■ **Stated problem 1**
Answer these questions on the biography:
(a) In which year was he first elected to the City Council of Madrid, and as the candidate of which party?
(b) At which two institutions did he complete stays during his PhD program?
(c) Where did he marry María Ferré y de la Peña?

■ **Extract**
◆ ◆ ◆ ◆

Luis Peral Guerra (born 1950) is a Spanish Christian-Democrat politician. A former senator, city councillor of Madrid and member of the Assembly of Madrid, he served as Minister of Labor and Minister of Education of the Government of the Community of Madrid.

Biography 
Born on 5 November 1950 in Madrid, son of real estate developer and architect Luis Peral Buesa and Mariela Guerra Zunzunegui; he is the grandson of General Luis Peral Sáez, aide-de-camp of Francisco Franco and of Juan Bautista Guerra García, lawyer and Member of Parliament for Palencia from the CEDA, murdered at the Monte Saja (Cantabria) in October 1936, during the Civil War.

PhD in History, with International Mention, from Universidad CEU-San Pablo, Madrid. He was awarded a "Summa cum laude" for his thesis "Economic Policies of the Second Spanish Republic. Spain in the Great Depression". During the PhD program he has completed stays at the London School of Economics and at the University of Edinburgh.

He obtained before Master (Licenciado) degrees in Economics and in Law  from Universidad Complutense de Madrid.

A member of the City Council of Madrid between 1979 and 1987, he had been elected for the first time in the 1979 municipal election as candidate of the Union of the Democratic Centre (UCD); he renovated his seat for a second term in the 1983 election, this time as candidate of the electoral coalition between People's Alliance, the People's Democratic Party and the Liberal Union (AP-PDP-UL).

He married María Ferré y de la Peña in 1992 at the chapel of the Colegio de Nuestra Señora del Pilar.

◆ ◆ ◆ ◆

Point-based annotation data
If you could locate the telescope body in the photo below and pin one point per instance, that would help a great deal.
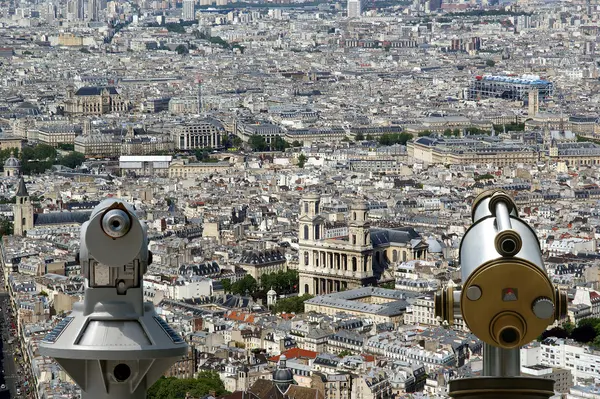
(507, 298)
(112, 344)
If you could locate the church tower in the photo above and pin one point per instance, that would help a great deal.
(359, 225)
(311, 224)
(23, 210)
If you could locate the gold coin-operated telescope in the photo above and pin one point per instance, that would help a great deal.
(506, 300)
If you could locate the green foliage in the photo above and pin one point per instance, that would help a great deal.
(279, 144)
(301, 160)
(291, 305)
(44, 152)
(72, 160)
(236, 141)
(175, 28)
(486, 176)
(258, 143)
(6, 227)
(511, 127)
(245, 286)
(344, 353)
(394, 138)
(476, 131)
(203, 155)
(181, 49)
(66, 147)
(226, 282)
(174, 388)
(587, 332)
(281, 282)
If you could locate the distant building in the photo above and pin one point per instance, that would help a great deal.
(509, 87)
(145, 165)
(25, 219)
(95, 100)
(354, 8)
(188, 10)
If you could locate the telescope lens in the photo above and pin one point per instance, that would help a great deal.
(509, 246)
(121, 372)
(509, 336)
(116, 223)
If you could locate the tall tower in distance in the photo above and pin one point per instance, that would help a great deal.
(354, 8)
(188, 10)
(534, 102)
(23, 210)
(199, 94)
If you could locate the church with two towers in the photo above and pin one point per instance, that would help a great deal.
(365, 257)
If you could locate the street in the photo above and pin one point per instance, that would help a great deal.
(9, 369)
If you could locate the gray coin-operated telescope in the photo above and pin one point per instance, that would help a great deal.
(113, 344)
(506, 300)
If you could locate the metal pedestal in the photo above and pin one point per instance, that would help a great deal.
(501, 388)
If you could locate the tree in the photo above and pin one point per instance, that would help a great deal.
(584, 334)
(72, 160)
(44, 152)
(557, 332)
(226, 282)
(245, 286)
(202, 154)
(279, 144)
(291, 305)
(6, 227)
(258, 143)
(171, 388)
(301, 160)
(237, 142)
(181, 49)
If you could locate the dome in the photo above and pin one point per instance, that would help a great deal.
(283, 377)
(12, 162)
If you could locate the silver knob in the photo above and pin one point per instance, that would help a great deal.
(543, 308)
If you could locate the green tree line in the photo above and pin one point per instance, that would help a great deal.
(175, 388)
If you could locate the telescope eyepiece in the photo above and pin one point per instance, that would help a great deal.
(116, 223)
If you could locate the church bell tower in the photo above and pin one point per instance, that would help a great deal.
(22, 210)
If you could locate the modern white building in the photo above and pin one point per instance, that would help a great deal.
(145, 165)
(354, 8)
(188, 10)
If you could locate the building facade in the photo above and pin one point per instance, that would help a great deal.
(95, 100)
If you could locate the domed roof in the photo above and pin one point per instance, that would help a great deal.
(12, 162)
(283, 376)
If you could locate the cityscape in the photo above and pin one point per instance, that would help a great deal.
(307, 171)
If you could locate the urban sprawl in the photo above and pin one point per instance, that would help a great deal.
(306, 170)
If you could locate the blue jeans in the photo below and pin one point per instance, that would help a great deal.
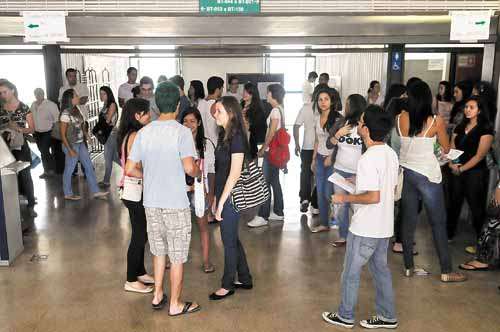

◆ ◆ ◆ ◆

■ **Stated problem 2**
Reproduce the records in the stretch from the line containing "If you could locate the church with" through the end of the records, requests included, shifting every coordinate in the point answers up by 64. Leave the pictures out of your answer.

■ **Exercise answer 1**
(a) In 1979, as the candidate of the Union of the Democratic Centre (UCD).
(b) The London School of Economics and the University of Edinburgh.
(c) At the chapel of the Colegio de Nuestra Señora del Pilar.

■ **Exercise answer 2**
If you could locate the church with two towers in the photo above and pin one point per instance, that would help a great deal.
(429, 321)
If you could locate the street in the photo above and pin one point per instance, that would help a great deal.
(73, 433)
If you could locate the gray coin-operated telescope in the photo above and pin one point per instance, that would help a great deal.
(177, 408)
(570, 364)
If you could locate the metal pedestal in the photo above and pin one point per instance, that would help a great deal.
(565, 452)
If you could locate the tree in the photo above and pin one point per instance, that would help a great deal.
(648, 398)
(136, 224)
(108, 216)
(621, 396)
(290, 346)
(309, 350)
(266, 218)
(343, 208)
(355, 369)
(70, 291)
(322, 207)
(235, 452)
(365, 224)
(301, 206)
(245, 113)
If you could locate the dome in the photo above and pin one point per instance, that would help a great deal.
(347, 441)
(76, 226)
If you could locate the silver knob in the photo above and pin one point per instance, that would help a great deal.
(607, 372)
If you could locate the green tree line in the photo above and pin one point per instance, that would help a great deal.
(239, 452)
If you could locate the telescope eyepiece in the photo above and pin one point per instance, that would help a great deal.
(180, 287)
If you could locate the church bell tower in the photo above and pin one point per instance, that would help a great deal.
(86, 274)
If you could locate the modern white building in the photo above and pin one point per instance, that would help a great deal.
(209, 229)
(418, 72)
(252, 74)
If you could locate the building facade in the photo above and pin one point per instance, that would help a great deal.
(159, 164)
If you could locate the domed roof in the photo above and pin one point per instance, that would help a great deal.
(76, 226)
(347, 440)
If you could locate the cityscape in the photo above and pin one point per instance, that would help a great deal.
(371, 235)
If you could locate the urban sprawl in the photo above and pin one point per instance, that would help a great deal.
(370, 234)
If you could locate the blue jeans in the photo below and pin one point per instance, that would help a great deal.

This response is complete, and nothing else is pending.